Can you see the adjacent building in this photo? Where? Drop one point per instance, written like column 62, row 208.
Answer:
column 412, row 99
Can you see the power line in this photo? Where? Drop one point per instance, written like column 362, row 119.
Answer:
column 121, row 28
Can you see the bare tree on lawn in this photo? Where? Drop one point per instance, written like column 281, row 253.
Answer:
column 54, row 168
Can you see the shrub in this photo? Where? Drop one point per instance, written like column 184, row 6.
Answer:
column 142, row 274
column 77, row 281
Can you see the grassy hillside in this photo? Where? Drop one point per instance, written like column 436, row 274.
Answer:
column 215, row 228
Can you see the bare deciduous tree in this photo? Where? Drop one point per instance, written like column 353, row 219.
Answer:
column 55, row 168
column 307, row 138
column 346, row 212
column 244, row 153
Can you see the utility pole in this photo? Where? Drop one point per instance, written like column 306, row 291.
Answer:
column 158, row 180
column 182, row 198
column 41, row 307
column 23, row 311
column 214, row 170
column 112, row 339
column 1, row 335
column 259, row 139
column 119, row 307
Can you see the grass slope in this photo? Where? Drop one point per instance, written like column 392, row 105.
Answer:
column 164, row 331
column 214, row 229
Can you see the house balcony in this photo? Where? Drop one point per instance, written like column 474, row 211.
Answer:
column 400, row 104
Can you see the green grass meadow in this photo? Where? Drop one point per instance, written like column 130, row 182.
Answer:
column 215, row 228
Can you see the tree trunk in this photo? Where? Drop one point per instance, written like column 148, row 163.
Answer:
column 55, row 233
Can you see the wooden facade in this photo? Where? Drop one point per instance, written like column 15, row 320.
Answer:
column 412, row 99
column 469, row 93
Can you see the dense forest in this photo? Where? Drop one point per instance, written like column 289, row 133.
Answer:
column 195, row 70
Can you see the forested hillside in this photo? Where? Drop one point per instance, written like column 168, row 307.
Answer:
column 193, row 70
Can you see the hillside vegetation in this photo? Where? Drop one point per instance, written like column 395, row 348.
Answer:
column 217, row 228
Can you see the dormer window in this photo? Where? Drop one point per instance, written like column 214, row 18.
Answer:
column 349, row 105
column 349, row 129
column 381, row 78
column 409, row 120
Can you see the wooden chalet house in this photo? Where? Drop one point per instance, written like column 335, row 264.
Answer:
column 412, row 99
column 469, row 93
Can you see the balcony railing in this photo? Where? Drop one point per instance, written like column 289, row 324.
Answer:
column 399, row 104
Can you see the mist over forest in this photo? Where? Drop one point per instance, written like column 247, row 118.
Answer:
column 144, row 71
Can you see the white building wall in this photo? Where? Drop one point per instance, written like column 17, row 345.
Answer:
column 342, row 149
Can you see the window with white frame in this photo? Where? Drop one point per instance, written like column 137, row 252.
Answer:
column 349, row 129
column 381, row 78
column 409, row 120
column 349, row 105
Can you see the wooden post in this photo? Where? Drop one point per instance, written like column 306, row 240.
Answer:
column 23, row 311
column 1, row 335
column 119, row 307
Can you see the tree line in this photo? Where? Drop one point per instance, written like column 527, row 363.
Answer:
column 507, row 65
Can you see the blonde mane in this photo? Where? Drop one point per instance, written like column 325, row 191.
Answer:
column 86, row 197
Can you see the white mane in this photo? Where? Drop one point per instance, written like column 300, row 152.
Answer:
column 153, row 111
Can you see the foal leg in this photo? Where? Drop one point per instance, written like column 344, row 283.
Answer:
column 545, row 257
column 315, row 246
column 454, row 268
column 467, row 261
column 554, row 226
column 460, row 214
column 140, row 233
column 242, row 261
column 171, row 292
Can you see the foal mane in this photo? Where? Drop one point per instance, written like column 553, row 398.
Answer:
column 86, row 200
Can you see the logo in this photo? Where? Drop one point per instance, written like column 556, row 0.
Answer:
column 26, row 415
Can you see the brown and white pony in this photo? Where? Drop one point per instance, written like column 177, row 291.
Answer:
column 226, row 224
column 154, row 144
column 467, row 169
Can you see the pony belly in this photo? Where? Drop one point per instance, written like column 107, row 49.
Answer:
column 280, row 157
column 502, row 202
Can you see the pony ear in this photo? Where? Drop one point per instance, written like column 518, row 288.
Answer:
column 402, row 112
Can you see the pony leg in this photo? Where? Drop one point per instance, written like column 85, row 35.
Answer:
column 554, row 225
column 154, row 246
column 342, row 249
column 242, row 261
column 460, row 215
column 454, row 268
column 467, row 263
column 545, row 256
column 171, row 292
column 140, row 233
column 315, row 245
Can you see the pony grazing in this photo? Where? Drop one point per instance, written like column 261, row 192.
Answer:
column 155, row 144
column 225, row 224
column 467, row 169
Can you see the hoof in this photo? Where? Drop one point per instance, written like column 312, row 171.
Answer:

:::

Rewrite every line of the material above as a numbered list, leaving out any blank lines.

1. Can you see the adjacent building in this photo? Where? Drop one point per instance, written like column 62, row 208.
2. Answer:
3. column 412, row 99
4. Can you see the power line in this photo? Where? Drop one point per instance, written like column 362, row 119.
5. Answer:
6. column 121, row 28
7. Can you see the bare tree on lawn in this photo? Where? Drop one point per instance, written like column 281, row 253.
8. Answer:
9. column 54, row 168
10. Can you see the shrub in this photo? Where? Drop one point per instance, written like column 184, row 6.
11. Answer:
12. column 142, row 274
13. column 77, row 281
14. Can you see the grassy hillside in this photo? Where? Drop one point per instance, written like column 436, row 274.
15. Answer:
16. column 215, row 228
17. Can you see the bare deciduous tree in this photo? Where? Drop one point per instance, written like column 353, row 219.
18. Answer:
19. column 55, row 168
20. column 307, row 138
21. column 346, row 212
22. column 244, row 153
23. Can you see the utility pole in this photo? Where? Drop one point per instance, written like column 306, row 291.
24. Answer:
25. column 158, row 180
26. column 182, row 198
27. column 41, row 307
28. column 23, row 311
29. column 214, row 170
30. column 112, row 339
31. column 1, row 335
32. column 259, row 139
33. column 119, row 307
34. Can you see the grass slope in this photo? Where? Drop one point per instance, written like column 392, row 105.
35. Answer:
36. column 164, row 331
37. column 214, row 229
38. Can you see the house balcony in this photo? Where? Drop one point per instance, written like column 474, row 211.
39. Answer:
40. column 400, row 104
41. Can you see the green grass meadow in this photo? Where? Drop one point per instance, written like column 130, row 182.
42. Answer:
43. column 215, row 228
44. Can you see the tree trunk in this photo? Where? Drop one point per instance, written like column 148, row 163.
45. Answer:
46. column 55, row 233
47. Can you see the wooden facade in this photo? Where? Drop one point per instance, written like column 15, row 320.
48. Answer:
49. column 412, row 99
50. column 469, row 93
51. Can you see the dense forest in this photo? Where? Drop one point per instance, written like column 289, row 133.
52. Answer:
53. column 195, row 70
54. Can you see the forested hillside in this photo? Where? Drop one point per instance, written like column 168, row 307.
55. Answer:
56. column 193, row 70
57. Can you see the hillside vegetation in this photo? Where? Drop one point per instance, written like column 395, row 348.
58. Answer:
59. column 217, row 228
60. Can you see the dormer window in this photo? Where? Drop one point per instance, written like column 214, row 18.
61. Answer:
62. column 349, row 105
63. column 349, row 129
64. column 381, row 78
65. column 409, row 120
66. Can you see the wooden chalet house in this photo? Where? Drop one point per instance, written like column 335, row 264.
67. Answer:
68. column 412, row 99
69. column 469, row 93
70. Can you see the balcony railing in this photo? Where? Drop one point per instance, written like column 289, row 324.
71. Answer:
72. column 399, row 104
73. Can you see the mist over forest in this photo? Where? Drop one point per instance, written like column 247, row 118.
74. Answer:
75. column 144, row 71
76. Can you see the white building wall in this photo? Where? Drop one point per instance, written like column 17, row 345.
77. Answer:
78. column 342, row 149
79. Can you see the window with white frame in this photo? Where? Drop one point per instance, written like column 137, row 252.
80. Answer:
81. column 349, row 129
82. column 381, row 78
83. column 409, row 120
84. column 349, row 105
85. Can you see the wooden post in this photo? Where? Drop one point per instance, written like column 306, row 240.
86. Answer:
87. column 23, row 311
88. column 1, row 335
89. column 119, row 307
90. Can you see the tree line in this photo? Where? Drop one point per instance, written like column 527, row 363.
91. Answer:
92. column 507, row 65
93. Can you see the blonde mane in this photo? Where? Drop one point per instance, written like column 325, row 191.
94. Answer:
95. column 86, row 197
96. Can you see the white mane in this photo? Where? Drop one point per instance, written like column 300, row 152.
97. Answer:
98. column 153, row 111
99. Can you see the foal leg in this photo? Where? Drop one point per instance, written like column 344, row 283.
100. Answer:
101. column 545, row 257
102. column 315, row 246
103. column 454, row 268
104. column 467, row 261
105. column 554, row 226
106. column 460, row 214
107. column 140, row 233
108. column 242, row 261
109. column 171, row 292
110. Can you see the foal mane in this photo? Where? Drop one point per instance, written like column 553, row 398.
111. Answer:
112. column 86, row 200
113. Can you see the logo in this photo? Where? Drop one point per instance, written like column 556, row 0.
114. Answer:
115. column 26, row 415
116. Can you see the brown and white pony in this photo? Where? Drop one point per instance, written like column 177, row 291.
117. Answer:
118. column 226, row 224
119. column 154, row 144
120. column 467, row 169
121. Can you see the pony belly in this photo? Where? Drop one point per instance, written like column 107, row 49.
122. Answer:
123. column 280, row 157
124. column 502, row 202
125. Can you see the pony ear in this photo? Where? Drop one point per instance, written like column 518, row 288.
126. Answer:
127. column 402, row 112
128. Can you see the pony leg in this photo? Where? Drop one point per instance, written like column 85, row 35.
129. Answer:
130. column 554, row 225
131. column 154, row 246
132. column 342, row 249
133. column 242, row 261
134. column 460, row 215
135. column 454, row 268
136. column 467, row 263
137. column 545, row 256
138. column 171, row 292
139. column 140, row 233
140. column 315, row 245
141. Can you see the pony grazing in this photo? Where? Drop one point per instance, written like column 261, row 192.
142. Answer:
143. column 155, row 144
144. column 225, row 224
145. column 467, row 169
146. Can you see the hoof in this photo? Where? Drop one point per instance, written like column 312, row 171.
147. Answer:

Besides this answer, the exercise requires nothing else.